▸ Excerpt
Aircastle Ltd. is not a household name, but if you have flown on South African Airways, KLM, or any of more than 80 other airlines, you have probably traveled on an airplane the Connecticut-based company owns and manages. The company´s business model is based on buying, selling, and leasing airplanes worldwide. Its corporate structure minimizes the payment of taxes using a complex arrangement of subsidiaries, all managed from Connecticut, Ireland, or Singapore.

These arrangements, recently highlighted in the #MauritiusLeaks investigation by the International Consortium of Investigative Journalists (ICIJ), are legal. But they have allowed the company to pay minimal taxes, including no corporate taxes in the United States on income from their aircraft leases.

Aircastle, of course, is not alone among large American companies lowering their taxes through creative accounting, which include well-known giants such as Amazon and Apple. But the recent revelations on Aircastle´s use of Mauritius as a tax haven provide a helpful window into how such tax dodges can make use of off-shore companies set up primarily for that purpose. Getting to zero with tax avoidance became even easier with the new Republican tax cuts in 2017, but Aircastle was already well on the way to that objective.

Aircastle´s headquarters is located at 201 Tresser Boulevard in Stamford, Connecticut, in an office building also housing the headquarters of Purdue Pharma.

Stored items
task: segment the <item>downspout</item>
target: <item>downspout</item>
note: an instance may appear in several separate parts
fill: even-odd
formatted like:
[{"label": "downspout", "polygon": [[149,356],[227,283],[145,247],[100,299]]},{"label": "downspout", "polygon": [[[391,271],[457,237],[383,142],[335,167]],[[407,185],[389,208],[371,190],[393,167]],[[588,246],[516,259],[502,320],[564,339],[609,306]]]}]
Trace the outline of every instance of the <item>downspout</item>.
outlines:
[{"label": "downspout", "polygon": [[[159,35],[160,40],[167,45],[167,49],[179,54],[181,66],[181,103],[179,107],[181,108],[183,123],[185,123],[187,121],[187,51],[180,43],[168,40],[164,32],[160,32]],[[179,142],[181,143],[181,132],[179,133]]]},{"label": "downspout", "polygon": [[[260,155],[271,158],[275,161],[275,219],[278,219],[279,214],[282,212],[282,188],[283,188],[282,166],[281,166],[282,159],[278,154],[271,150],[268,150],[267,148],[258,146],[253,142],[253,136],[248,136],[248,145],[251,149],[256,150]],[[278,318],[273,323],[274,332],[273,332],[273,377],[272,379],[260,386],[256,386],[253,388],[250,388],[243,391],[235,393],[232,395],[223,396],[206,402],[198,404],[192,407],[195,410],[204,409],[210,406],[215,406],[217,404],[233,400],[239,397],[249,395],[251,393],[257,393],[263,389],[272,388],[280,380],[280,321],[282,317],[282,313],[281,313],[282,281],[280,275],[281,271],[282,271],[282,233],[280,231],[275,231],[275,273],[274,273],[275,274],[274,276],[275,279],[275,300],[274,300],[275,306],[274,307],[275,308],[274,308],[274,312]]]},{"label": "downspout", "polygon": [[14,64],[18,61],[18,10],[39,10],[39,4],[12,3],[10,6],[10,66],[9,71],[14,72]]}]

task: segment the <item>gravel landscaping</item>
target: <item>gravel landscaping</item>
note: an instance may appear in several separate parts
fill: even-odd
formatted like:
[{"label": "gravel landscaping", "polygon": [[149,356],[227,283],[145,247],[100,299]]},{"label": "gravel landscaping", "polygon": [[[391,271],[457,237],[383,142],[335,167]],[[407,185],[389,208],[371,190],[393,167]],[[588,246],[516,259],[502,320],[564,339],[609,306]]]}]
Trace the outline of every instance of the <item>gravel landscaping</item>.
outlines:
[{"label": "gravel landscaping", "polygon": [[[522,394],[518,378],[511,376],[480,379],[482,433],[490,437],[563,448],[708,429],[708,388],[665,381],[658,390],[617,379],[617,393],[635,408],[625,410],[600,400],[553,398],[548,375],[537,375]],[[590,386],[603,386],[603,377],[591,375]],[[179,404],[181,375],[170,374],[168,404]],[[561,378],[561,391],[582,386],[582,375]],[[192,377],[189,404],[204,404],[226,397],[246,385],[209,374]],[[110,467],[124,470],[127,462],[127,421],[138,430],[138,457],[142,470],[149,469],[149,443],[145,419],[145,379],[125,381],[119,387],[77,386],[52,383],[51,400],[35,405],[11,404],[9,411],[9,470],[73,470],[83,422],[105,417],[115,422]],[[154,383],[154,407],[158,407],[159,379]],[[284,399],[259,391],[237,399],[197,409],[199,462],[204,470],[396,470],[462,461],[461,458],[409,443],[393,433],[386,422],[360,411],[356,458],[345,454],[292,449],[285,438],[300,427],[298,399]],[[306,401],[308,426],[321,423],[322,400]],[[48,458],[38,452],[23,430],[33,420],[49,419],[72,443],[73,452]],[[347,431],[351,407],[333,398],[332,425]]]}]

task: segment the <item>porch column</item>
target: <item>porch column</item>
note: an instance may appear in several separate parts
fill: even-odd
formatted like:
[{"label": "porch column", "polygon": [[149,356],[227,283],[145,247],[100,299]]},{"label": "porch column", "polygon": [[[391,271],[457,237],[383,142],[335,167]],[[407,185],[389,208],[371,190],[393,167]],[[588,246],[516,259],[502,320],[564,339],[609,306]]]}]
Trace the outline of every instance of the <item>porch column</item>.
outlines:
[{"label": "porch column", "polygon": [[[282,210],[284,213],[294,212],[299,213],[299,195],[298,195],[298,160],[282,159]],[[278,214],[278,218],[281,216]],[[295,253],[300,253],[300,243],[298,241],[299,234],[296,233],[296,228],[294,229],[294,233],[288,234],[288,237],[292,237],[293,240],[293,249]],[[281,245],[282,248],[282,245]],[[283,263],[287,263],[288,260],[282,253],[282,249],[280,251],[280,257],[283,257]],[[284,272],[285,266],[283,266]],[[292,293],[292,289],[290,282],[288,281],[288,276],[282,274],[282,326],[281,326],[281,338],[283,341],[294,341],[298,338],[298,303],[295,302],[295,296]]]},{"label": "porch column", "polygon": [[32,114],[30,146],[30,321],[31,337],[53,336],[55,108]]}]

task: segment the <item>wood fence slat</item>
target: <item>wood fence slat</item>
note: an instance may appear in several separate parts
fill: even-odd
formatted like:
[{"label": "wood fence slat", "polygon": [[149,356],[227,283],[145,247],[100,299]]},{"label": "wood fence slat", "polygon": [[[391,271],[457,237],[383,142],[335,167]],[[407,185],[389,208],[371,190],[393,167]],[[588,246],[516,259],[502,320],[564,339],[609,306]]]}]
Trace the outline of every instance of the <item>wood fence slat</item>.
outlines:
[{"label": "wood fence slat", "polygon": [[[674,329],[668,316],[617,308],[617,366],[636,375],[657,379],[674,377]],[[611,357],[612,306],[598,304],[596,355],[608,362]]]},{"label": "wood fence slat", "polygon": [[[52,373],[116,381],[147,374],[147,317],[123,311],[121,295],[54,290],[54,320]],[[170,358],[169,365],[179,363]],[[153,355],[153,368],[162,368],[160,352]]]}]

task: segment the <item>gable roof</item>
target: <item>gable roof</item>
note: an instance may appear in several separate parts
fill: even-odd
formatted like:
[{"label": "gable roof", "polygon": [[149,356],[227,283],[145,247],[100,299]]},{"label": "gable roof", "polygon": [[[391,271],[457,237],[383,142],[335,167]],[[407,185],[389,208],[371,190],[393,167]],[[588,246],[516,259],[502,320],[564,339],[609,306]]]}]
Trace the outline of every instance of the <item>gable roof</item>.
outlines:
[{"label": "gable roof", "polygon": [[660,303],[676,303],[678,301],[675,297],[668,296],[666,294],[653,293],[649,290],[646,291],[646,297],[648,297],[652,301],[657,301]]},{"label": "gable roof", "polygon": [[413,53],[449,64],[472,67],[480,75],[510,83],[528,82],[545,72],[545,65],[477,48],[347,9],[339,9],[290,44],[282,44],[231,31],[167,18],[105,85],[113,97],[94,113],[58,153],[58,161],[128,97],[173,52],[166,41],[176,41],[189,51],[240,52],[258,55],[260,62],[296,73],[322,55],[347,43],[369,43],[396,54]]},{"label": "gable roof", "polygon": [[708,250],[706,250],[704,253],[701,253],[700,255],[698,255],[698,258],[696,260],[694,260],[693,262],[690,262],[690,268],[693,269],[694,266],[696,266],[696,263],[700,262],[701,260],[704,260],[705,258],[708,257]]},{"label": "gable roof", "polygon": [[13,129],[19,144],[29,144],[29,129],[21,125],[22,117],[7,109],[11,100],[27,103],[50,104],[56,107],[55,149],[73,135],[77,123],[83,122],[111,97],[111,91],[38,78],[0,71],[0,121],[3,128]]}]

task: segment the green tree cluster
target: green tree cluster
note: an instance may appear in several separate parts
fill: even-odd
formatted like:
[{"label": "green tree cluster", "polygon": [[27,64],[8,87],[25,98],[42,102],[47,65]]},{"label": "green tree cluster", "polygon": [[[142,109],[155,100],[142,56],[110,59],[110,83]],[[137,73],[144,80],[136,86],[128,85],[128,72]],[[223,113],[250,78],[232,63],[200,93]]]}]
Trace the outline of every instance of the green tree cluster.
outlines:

▸ Activity A
Answer these questions from the passage on Aircastle:
(i) From which three places are the company's subsidiaries managed?
(ii) Which investigation recently highlighted the company's tax arrangements?
(iii) Which other company has its headquarters in the same office building as Aircastle?
▸ Activity B
Decide whether each statement agrees with the passage on Aircastle, and quote the words that settle it:
(i) Aircastle pays no corporate taxes in the United States on income from its aircraft leases.
(ii) The company's tax arrangements are illegal.
(iii) Aircastle's headquarters is in Singapore.
▸ Activity C
Write the next part of the passage on Aircastle, picking up after its final sentence.
The stored items have no connection to the passage on Aircastle.

▸ Task response A
(i) Connecticut, Ireland, or Singapore
(ii) The #MauritiusLeaks investigation by the International Consortium of Investigative Journalists (ICIJ)
(iii) Purdue Pharma

▸ Task response B
(i) Yes: "including no corporate taxes in the United States on income from their aircraft leases"
(ii) No: "These arrangements, recently highlighted in the #MauritiusLeaks investigation by the International Consortium of Investigative Journalists (ICIJ), are legal."
(iii) No: "Aircastle´s headquarters is located at 201 Tresser Boulevard in Stamford, Connecticut"

▸ Task response C
For example, when Aircastle decided to do business in South Africa in 2010, as the ICIJ and Quartz Africa revealed in July 2019, it turned to a Bermuda-based law firm to assist it in setting up six subsidiaries in Mauritius: Thunderbird 1 Leasing Ltd, and five other companies named Thunderbird 2 through 6 respectively. As was Aircastle´s common practice, in principle each company was to own a specific aircraft. South African Airways made their payments for the leases to the subsidiaries in Mauritius, each of which was owned by an Aircastle subsidiary in Bermuda or Delaware.

Since South Africa and Mauritius have a tax treaty allowing this, taxes were paid to Mauritius at the low Mauritius rates on the income from the leases ($772,735.60 a month for the first A300-200 leased by South African Airways from Thunderbird 1 beginning in 2011). From 2011 through 2014, according to documents leaked to ICIJ, Thunderbird 1 paid $382,600 in Mauritius taxes, a 1.59% tax rate on $24 million in operating profits. Aircastle paid no taxes on these profits either in South Africa or in the United States.

According to ICIJ, “Had Aircastle’s Thunderbird 1 company alone reported the profits it made in Mauritius over four years in the U.S., it could have paid more than $5 million. Those taxes would just about cover the state of Connecticut’s current budget for domestic violence shelters.” Including other Thunderbird companies as well, Quartz calculated, Aircastle paid $1.5 million in Mauritius taxes on profits of $53 million, at an effective rate of 2.87%, thus avoiding $14.8 million in taxes if taxes had been paid to South Africa. This is equivalent to more than half the annual social housing budget of Johannesburg.

Aircastle did not respond to queries from ICIJ or Quartz, and data for a more comprehensive analysis of the company´s tax strategy is therefore not available. However, since it is registered on the New York Exchange and also traded on NASDAQ, its reports to the Securities and Exchange Commission are available. Its annual report to investors for 2018, for example, incorporates the 10-K report to the SEC.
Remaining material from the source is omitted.